SOURCE DATA:
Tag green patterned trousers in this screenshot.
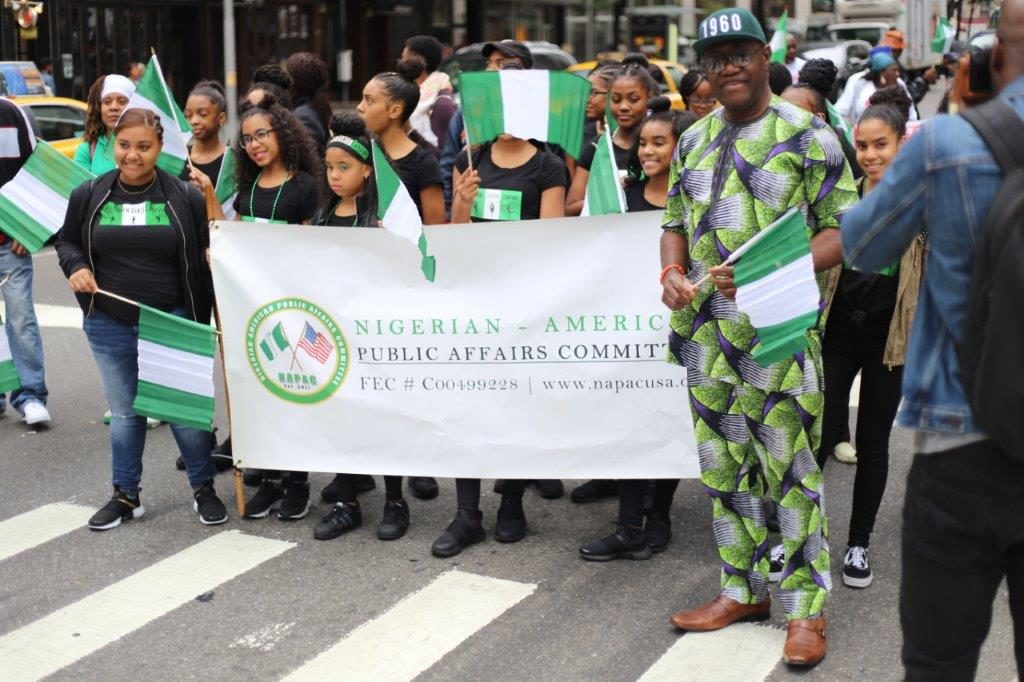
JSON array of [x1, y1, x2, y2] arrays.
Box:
[[689, 374, 831, 620]]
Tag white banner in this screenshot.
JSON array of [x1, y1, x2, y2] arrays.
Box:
[[211, 212, 698, 478]]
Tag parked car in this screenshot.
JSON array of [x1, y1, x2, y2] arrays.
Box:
[[9, 95, 87, 158], [566, 59, 687, 110], [438, 40, 575, 90]]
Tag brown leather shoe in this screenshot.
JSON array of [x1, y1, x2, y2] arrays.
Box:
[[782, 615, 828, 666], [672, 595, 771, 632]]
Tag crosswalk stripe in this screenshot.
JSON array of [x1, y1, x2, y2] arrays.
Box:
[[0, 530, 295, 682], [0, 502, 93, 561], [639, 623, 785, 682], [286, 570, 537, 682]]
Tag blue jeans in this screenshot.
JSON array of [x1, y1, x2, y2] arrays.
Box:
[[0, 240, 49, 413], [83, 310, 215, 493]]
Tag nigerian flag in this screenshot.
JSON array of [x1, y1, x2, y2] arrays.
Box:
[[582, 130, 626, 215], [727, 208, 821, 367], [216, 146, 239, 220], [259, 323, 292, 360], [125, 54, 191, 175], [0, 140, 95, 253], [132, 305, 217, 431], [371, 140, 437, 282], [0, 324, 22, 395], [932, 16, 956, 54], [459, 70, 590, 159], [768, 10, 790, 63]]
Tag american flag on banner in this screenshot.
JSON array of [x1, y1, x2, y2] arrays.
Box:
[[299, 323, 334, 365]]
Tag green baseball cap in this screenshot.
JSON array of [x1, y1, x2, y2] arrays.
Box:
[[693, 7, 768, 56]]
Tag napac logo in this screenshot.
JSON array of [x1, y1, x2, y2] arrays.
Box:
[[246, 298, 348, 403]]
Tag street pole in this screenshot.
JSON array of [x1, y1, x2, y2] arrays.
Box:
[[223, 0, 239, 141]]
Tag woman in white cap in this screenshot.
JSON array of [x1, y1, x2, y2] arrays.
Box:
[[75, 74, 135, 175]]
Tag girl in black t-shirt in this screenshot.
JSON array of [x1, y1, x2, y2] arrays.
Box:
[[184, 81, 236, 217], [355, 57, 444, 225], [565, 63, 658, 215]]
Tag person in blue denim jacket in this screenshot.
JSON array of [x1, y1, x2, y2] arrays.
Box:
[[841, 0, 1024, 680]]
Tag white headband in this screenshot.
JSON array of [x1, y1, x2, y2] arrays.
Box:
[[99, 74, 135, 99]]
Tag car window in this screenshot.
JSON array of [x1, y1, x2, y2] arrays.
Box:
[[29, 104, 85, 142]]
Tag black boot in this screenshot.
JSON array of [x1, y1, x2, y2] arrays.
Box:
[[495, 497, 526, 543], [430, 509, 487, 558], [580, 526, 651, 561]]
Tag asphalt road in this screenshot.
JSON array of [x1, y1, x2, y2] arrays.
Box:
[[0, 84, 1016, 680]]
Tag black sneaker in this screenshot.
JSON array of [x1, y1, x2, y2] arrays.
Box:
[[278, 480, 309, 521], [409, 476, 437, 500], [643, 511, 672, 553], [843, 545, 874, 588], [768, 544, 785, 583], [534, 478, 565, 500], [313, 502, 362, 540], [569, 478, 618, 504], [377, 500, 409, 540], [89, 487, 145, 530], [495, 498, 526, 543], [193, 483, 227, 525], [580, 526, 653, 561], [430, 509, 487, 558], [243, 480, 284, 518]]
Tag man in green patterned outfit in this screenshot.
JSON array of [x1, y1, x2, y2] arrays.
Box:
[[662, 8, 857, 666]]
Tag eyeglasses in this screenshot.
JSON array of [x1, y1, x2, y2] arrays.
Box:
[[700, 49, 760, 74], [239, 128, 276, 148]]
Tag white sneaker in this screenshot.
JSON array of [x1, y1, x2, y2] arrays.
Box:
[[833, 441, 857, 464], [23, 400, 50, 426]]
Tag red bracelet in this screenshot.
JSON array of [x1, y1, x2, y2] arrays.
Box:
[[657, 263, 686, 285]]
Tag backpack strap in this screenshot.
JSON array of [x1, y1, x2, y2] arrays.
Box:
[[961, 97, 1024, 175]]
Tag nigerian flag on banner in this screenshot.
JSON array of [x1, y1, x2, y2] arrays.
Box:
[[459, 70, 590, 159], [125, 54, 192, 179], [582, 130, 626, 215], [932, 16, 956, 54], [216, 146, 239, 220], [768, 10, 790, 63], [132, 305, 217, 431], [0, 140, 95, 253], [0, 324, 22, 395], [371, 140, 437, 282], [727, 208, 821, 367]]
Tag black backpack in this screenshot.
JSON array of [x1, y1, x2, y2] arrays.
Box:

GOAL OF THE EXERCISE: Reproduce every line of the records above word for word, from the first line to the last. Leave the pictures out of your answer.

SOLUTION TO THE EXERCISE:
Tag green patterned trousers in this screenshot.
JSON array of [x1, y1, x2, y2] arrays.
Box:
[[689, 374, 831, 620]]
Tag white banner in this screenshot.
JSON array of [x1, y1, x2, y2] arrays.
Box:
[[211, 212, 698, 478]]
Tag parked car in this screenshot.
JSON array of [x1, y1, x2, y2] arrays.
Box:
[[9, 95, 87, 158], [566, 59, 687, 110], [438, 40, 575, 90]]
Tag brown leather shoe in this screenshot.
JSON array of [x1, y1, x2, y2] arrays.
Box:
[[782, 615, 828, 666], [672, 595, 771, 632]]
Tag crosswalk stripe in this screenshot.
JSON array of [x1, y1, x2, y2] arrays.
Box:
[[0, 530, 295, 682], [0, 502, 93, 561], [639, 623, 785, 682], [286, 570, 537, 682]]
Tag blue jeans in this screenshot.
JSON array of [x1, y1, x2, y2] arrays.
Box:
[[0, 240, 49, 413], [83, 310, 215, 493]]
Tag nigerian flag in this screenshot.
JSON array of [x1, y1, x2, y2] arrays.
Box:
[[582, 130, 626, 215], [727, 208, 821, 367], [216, 146, 239, 220], [259, 323, 292, 360], [125, 54, 191, 175], [0, 140, 95, 253], [132, 305, 217, 431], [371, 140, 437, 282], [0, 324, 22, 395], [932, 16, 956, 54], [459, 70, 590, 159], [768, 10, 790, 63]]
Tag american flag on banner in this screenshot.
JSON array of [x1, y1, x2, y2] arrays.
Box:
[[299, 323, 334, 365]]
Tag green baseball cap in this screenshot.
JSON array of [x1, y1, x2, y2] arrays.
Box:
[[693, 7, 768, 56]]
Tag napac logo in this screenshot.
JSON array of [x1, y1, x2, y2] arrays.
Box:
[[246, 298, 348, 403]]
Tag street pole in this screenshot.
JSON array of [x1, y1, x2, y2] arrays.
Box:
[[223, 0, 239, 141]]
Tag woman in white cap in this screenshot.
JSON array of [x1, y1, x2, y2] arrays.
Box:
[[75, 74, 135, 175]]
Tag girl in black t-shirt in this screenshot.
JSON array of [x1, y1, x2, y2] arrays.
Box:
[[184, 81, 236, 217], [355, 57, 444, 225], [565, 63, 658, 215]]
Tag person in blue denim jacket in this screenshot.
JSON array of [x1, y1, x2, y2] arrays.
Box:
[[841, 0, 1024, 680]]
Tag white headband in this screenshot.
JSON array of [x1, y1, x2, y2] arrays.
Box:
[[99, 74, 135, 99]]
Tag car window in this screenshot.
JSON array of [x1, y1, x2, y2] arrays.
Box:
[[29, 104, 85, 142]]
Tag black boot in this screenshot.
JSON array of [x1, y1, x2, y2] arrays.
Box:
[[495, 497, 526, 543], [430, 509, 487, 558], [580, 526, 651, 561]]
Tag asphalt road in this screenshot.
JSON array of [x1, y1, x2, y2] arrays.
Box:
[[0, 84, 1016, 680]]
Tag black sneaker in this screenshot.
JSON array of [x1, y1, x2, y2] arrays.
Box:
[[278, 480, 309, 521], [409, 476, 437, 500], [643, 511, 672, 553], [843, 545, 874, 588], [768, 544, 785, 583], [534, 478, 565, 500], [313, 502, 362, 540], [569, 478, 618, 504], [377, 500, 409, 540], [89, 487, 145, 530], [495, 498, 526, 543], [193, 483, 227, 525], [580, 526, 653, 561], [430, 509, 487, 558], [243, 480, 284, 518]]
Tag man in green patterned outfit in this screenshot.
JSON array of [x1, y1, x2, y2] arrays.
Box:
[[662, 8, 857, 666]]
Tag eyeglasses in this screenshot.
JSON array of [x1, y1, x2, y2] arrays.
Box:
[[700, 49, 760, 74], [239, 128, 276, 148]]
Tag white sneaker in this screenshot.
JSON array of [x1, y1, x2, y2] arrays.
Box:
[[833, 441, 857, 464], [23, 400, 50, 426]]
Tag red bracelet in this screenshot.
JSON array of [x1, y1, x2, y2] arrays.
Box:
[[657, 263, 686, 285]]
Tag backpack strap in this screenshot.
JSON array of [x1, y1, x2, y2] arrays.
Box:
[[961, 97, 1024, 175]]
Tag nigerian flag on banner in this screenshot.
JSON array of [x1, y1, x2, y2] arrays.
Box:
[[459, 70, 590, 159], [125, 54, 192, 179], [582, 130, 626, 215], [932, 16, 956, 54], [216, 146, 239, 220], [768, 10, 790, 63], [132, 305, 217, 431], [0, 140, 95, 253], [0, 324, 22, 395], [371, 140, 437, 282], [727, 208, 821, 367]]
Tag black backpack in this screenshot.
JSON array of [x1, y1, x2, y2] arrays.
Box:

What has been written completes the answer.